### Prompt
The reply must contain all of the records, unchanged.

### Records drawn from a dataset
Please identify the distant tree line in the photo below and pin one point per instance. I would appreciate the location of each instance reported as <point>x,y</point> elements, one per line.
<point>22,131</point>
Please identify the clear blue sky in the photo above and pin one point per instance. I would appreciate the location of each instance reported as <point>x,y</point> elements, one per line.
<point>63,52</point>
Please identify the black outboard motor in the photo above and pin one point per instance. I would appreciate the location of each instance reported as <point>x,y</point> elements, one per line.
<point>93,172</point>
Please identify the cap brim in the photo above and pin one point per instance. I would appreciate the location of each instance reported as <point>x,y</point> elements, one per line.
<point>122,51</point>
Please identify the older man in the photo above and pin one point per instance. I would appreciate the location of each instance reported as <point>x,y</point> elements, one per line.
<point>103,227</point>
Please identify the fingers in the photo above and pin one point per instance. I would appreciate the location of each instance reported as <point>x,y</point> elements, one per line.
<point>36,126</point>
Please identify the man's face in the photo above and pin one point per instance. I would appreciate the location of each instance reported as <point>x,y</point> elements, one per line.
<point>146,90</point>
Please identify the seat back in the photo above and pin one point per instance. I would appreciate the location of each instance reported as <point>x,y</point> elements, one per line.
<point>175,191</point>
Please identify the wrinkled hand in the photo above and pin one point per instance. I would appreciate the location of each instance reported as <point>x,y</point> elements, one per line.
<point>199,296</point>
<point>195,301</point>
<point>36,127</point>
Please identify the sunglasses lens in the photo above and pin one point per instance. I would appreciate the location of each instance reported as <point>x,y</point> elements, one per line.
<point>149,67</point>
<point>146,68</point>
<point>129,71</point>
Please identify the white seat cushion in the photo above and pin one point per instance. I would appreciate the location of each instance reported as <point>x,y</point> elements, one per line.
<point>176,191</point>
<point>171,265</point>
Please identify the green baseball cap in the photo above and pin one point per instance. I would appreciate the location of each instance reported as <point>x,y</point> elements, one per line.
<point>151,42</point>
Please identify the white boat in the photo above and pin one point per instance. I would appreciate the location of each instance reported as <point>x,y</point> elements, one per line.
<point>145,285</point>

### Solution to the problem
Please identify the distant tree line in the photo below and pin one point per instance. I would appreciate the location of each instance reported as <point>x,y</point> elements, one per line.
<point>22,131</point>
Please identify the clear blue sky in the photo above and pin one point per instance. I would appreciate the location of each instance reported as <point>x,y</point> elements, one per line.
<point>63,52</point>
Please identify the black outboard motor in the photo above and pin one point per instance. I would appreciate the location of each instance reported as <point>x,y</point> elements, one per line.
<point>93,172</point>
Please identify the cap brim in the photo above and pin one point per instance. I would appreciate the location of each instance reported as <point>x,y</point> elements, one per line.
<point>122,51</point>
Please identify the older man in the photo above and pin one point per instance. I would appreciate the location of each instance reported as <point>x,y</point> elements, one per line.
<point>103,227</point>
Please identify the fingers in the photo above and pin one point per instance. I would appreciate the location of each instance reported as <point>x,y</point> elements, one per line.
<point>36,126</point>
Please identify the man's face in the photo above and pin one point per instance. I would appreciate the location of each instance reported as <point>x,y</point> elements, one per line.
<point>146,90</point>
Please identify the seat back in the photo above and pin one point per instance. I would appreciate the location of each instance reported as <point>x,y</point> elements, one per line.
<point>175,191</point>
Please identify the wrinkled hand in the photo above and pin one point per instance. I would appreciate the location of each instance reported as <point>x,y</point> elements, one per line.
<point>199,296</point>
<point>195,301</point>
<point>36,127</point>
Please identify the sunglasses lens in the photo above and pin one point per instance. I would appreciate the location of each instance reported as <point>x,y</point> elements, one per line.
<point>149,67</point>
<point>146,68</point>
<point>129,71</point>
Please identify the white seat cushion in the photo above and pin one point per instance. I would appreciate the location of each instance reported as <point>x,y</point> elements, one per line.
<point>176,191</point>
<point>171,265</point>
Please identify the green baseball cap in the photo above and pin one point per instance. I would appreciate the location of each instance reported as <point>x,y</point> elements, one per line.
<point>151,42</point>
Please identify the white boat in the photo above and pin one point per instance. I would appreciate the location of each instance reported as <point>x,y</point> elements, one per line.
<point>145,285</point>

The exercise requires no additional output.